OBJETIVO DA TAREFA:
Com base no texto sobre Aung San Suu Kyi, responda às perguntas seguintes:
1. Desde quando está detida Aung San Suu Kyi?
2. Segundo a Associação de Assistência a Presos Políticos, quantas pessoas foram mortas pelas forças de segurança em dois meses?
3. Quantos advogados compõem a equipa de defesa de Aung San Suu Kyi?

A ex-dirigente birmanesa Aung San Suu Kyi, detida desde o golpe militar de 01 de fevereiro, apareceu hoje em tribunal, um dia depois da emissária da ONU ter alertado para o risco de "guerra civil" em Myanmar.
Mais de 535 pessoas, incluindo numerosos estudantes, adolescentes e crianças, foram mortas pelas forças de segurança em dois meses, segundo a Associação de Assistência a Presos Políticos (AAPP). Centenas de outras estão desaparecidas.
Aung San Suu Kyi, 75 anos, compareceu por videoconferência num tribunal de Naypyidaw, a capital, para uma audiência sobre questões administrativas como a designação oficial dos oito advogados da sua equipa de defesa.
Parecia em "boas condições físicas", disse um deles. Estava "brilhante e charmosa como sempre", comentou o advogado Khin Maung Zaw.

[Dados extraídos de uma coleção]
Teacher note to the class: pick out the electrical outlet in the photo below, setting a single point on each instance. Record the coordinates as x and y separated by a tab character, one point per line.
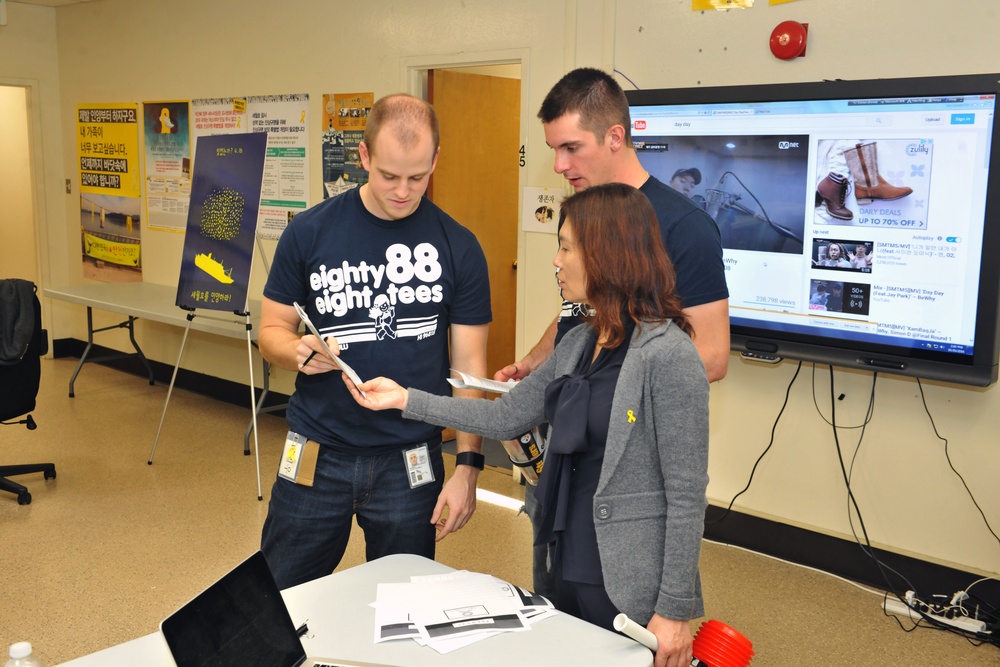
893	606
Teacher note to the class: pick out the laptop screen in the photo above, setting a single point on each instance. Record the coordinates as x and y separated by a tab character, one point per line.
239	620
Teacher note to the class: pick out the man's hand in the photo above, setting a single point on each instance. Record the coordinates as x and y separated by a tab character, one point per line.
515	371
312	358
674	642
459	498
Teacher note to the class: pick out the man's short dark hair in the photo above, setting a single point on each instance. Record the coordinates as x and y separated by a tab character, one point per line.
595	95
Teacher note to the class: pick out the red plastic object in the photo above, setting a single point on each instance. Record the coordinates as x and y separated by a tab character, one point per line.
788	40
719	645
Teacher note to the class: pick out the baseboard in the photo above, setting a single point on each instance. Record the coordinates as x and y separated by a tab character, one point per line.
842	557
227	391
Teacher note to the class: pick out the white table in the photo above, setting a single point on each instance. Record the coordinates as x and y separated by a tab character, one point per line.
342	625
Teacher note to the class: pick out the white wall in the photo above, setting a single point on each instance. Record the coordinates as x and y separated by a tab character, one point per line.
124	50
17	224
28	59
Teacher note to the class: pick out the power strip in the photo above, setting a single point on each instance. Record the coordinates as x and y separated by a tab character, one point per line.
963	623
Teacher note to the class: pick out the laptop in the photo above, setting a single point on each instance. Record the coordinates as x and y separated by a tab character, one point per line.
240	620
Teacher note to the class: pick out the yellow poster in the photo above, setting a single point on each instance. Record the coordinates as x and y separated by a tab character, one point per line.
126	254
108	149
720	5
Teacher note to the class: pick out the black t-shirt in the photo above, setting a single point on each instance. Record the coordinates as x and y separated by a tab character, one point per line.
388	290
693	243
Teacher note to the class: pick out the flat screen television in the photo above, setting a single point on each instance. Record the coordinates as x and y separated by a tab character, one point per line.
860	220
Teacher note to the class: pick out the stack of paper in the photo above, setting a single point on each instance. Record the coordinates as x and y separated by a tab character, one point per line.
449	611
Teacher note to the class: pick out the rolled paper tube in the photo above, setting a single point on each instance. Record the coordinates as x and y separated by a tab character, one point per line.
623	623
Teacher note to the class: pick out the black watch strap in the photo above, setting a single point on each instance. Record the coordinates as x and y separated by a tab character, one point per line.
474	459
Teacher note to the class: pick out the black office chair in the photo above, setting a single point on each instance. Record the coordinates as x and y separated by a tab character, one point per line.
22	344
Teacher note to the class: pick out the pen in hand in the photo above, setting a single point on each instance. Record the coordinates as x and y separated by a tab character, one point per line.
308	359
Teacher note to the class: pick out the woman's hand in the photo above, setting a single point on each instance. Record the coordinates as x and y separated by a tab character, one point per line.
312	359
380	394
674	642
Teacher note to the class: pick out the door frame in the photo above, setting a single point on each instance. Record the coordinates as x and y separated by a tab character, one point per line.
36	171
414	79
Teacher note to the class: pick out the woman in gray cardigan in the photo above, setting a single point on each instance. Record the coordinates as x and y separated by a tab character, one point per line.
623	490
==
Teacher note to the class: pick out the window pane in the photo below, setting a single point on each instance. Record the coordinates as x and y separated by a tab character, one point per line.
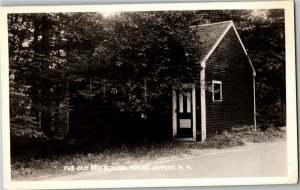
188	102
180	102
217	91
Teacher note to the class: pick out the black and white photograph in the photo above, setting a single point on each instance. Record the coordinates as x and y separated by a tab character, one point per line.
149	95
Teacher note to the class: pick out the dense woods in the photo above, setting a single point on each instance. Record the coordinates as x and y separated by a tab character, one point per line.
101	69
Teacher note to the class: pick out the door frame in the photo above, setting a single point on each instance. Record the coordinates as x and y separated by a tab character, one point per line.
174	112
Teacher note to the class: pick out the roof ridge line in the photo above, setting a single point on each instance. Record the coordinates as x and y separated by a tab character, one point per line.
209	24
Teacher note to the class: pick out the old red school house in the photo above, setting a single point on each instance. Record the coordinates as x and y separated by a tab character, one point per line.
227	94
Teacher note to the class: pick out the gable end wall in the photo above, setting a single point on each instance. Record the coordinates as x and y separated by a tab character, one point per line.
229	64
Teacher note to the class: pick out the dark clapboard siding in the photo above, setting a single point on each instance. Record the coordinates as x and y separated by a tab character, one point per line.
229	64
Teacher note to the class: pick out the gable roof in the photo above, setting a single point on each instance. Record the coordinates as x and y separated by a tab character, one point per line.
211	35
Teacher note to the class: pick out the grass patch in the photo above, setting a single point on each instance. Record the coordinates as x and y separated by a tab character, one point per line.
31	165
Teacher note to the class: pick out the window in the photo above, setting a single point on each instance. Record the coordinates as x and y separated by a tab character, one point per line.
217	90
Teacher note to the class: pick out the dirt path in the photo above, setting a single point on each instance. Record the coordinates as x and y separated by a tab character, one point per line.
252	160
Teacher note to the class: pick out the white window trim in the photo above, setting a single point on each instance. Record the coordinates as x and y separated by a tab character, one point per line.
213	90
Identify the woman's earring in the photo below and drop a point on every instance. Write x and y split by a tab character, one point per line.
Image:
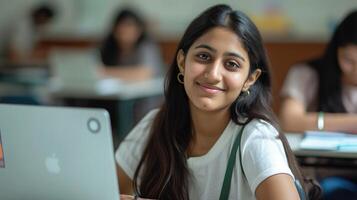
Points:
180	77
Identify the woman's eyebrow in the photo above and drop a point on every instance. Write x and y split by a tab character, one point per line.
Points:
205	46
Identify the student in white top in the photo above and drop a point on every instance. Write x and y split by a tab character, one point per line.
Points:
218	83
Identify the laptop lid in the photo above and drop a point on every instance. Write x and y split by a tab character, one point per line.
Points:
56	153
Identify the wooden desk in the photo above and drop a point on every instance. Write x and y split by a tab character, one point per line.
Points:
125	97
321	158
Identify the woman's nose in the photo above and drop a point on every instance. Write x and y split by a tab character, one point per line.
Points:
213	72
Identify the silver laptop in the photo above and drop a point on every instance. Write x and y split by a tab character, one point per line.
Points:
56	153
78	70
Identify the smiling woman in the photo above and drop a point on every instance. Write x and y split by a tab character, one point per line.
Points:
==
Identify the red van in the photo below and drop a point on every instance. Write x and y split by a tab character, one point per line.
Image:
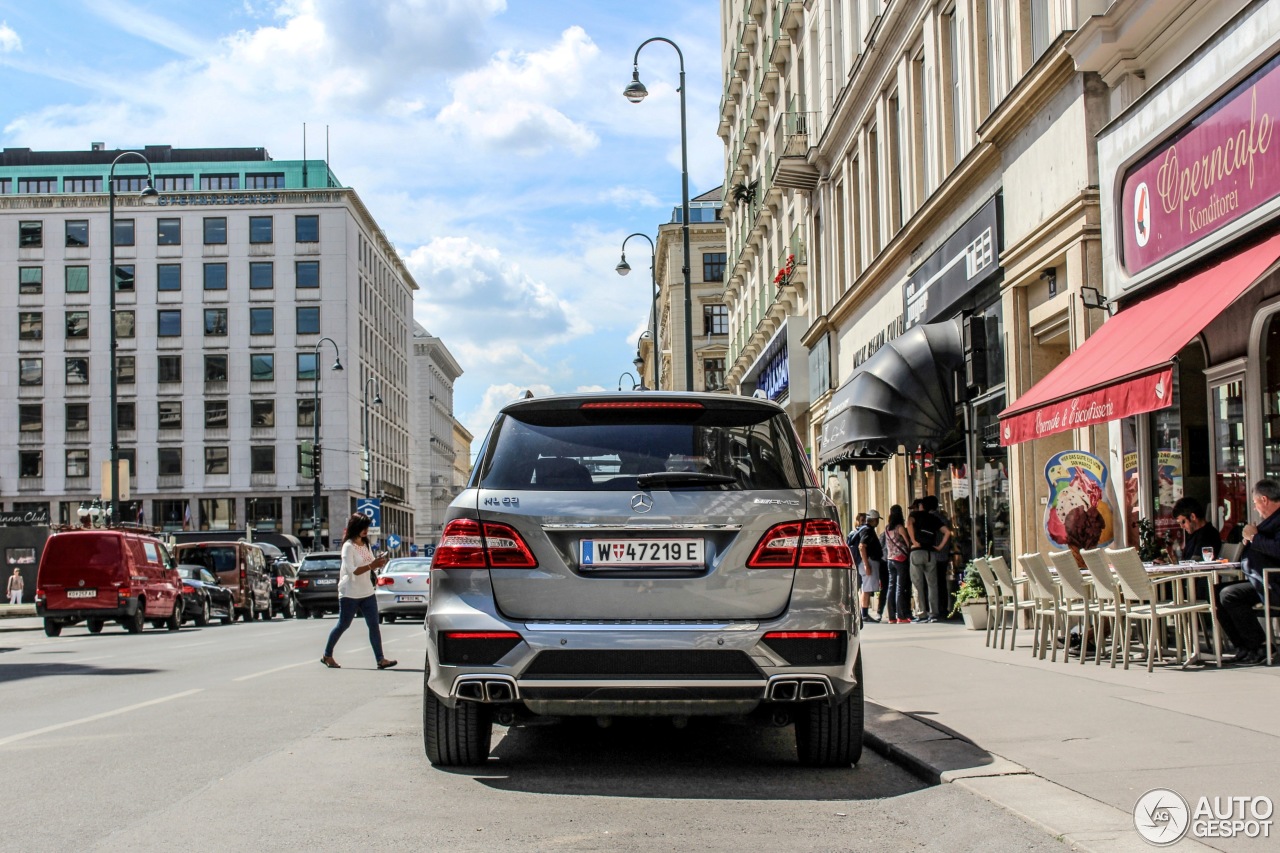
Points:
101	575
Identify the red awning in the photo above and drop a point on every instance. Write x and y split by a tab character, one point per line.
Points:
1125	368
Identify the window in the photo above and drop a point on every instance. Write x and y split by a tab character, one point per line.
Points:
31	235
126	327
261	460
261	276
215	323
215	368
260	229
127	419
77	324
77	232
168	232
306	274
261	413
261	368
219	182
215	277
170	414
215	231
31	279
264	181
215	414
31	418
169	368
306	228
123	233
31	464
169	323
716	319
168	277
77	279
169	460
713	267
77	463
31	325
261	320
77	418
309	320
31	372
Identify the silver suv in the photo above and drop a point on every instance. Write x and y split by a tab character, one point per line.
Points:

SOLUÇÃO DA TAREFA:
1. Desde o golpe militar de 01 de fevereiro.
2. Mais de 535 pessoas.
3. Oito advogados.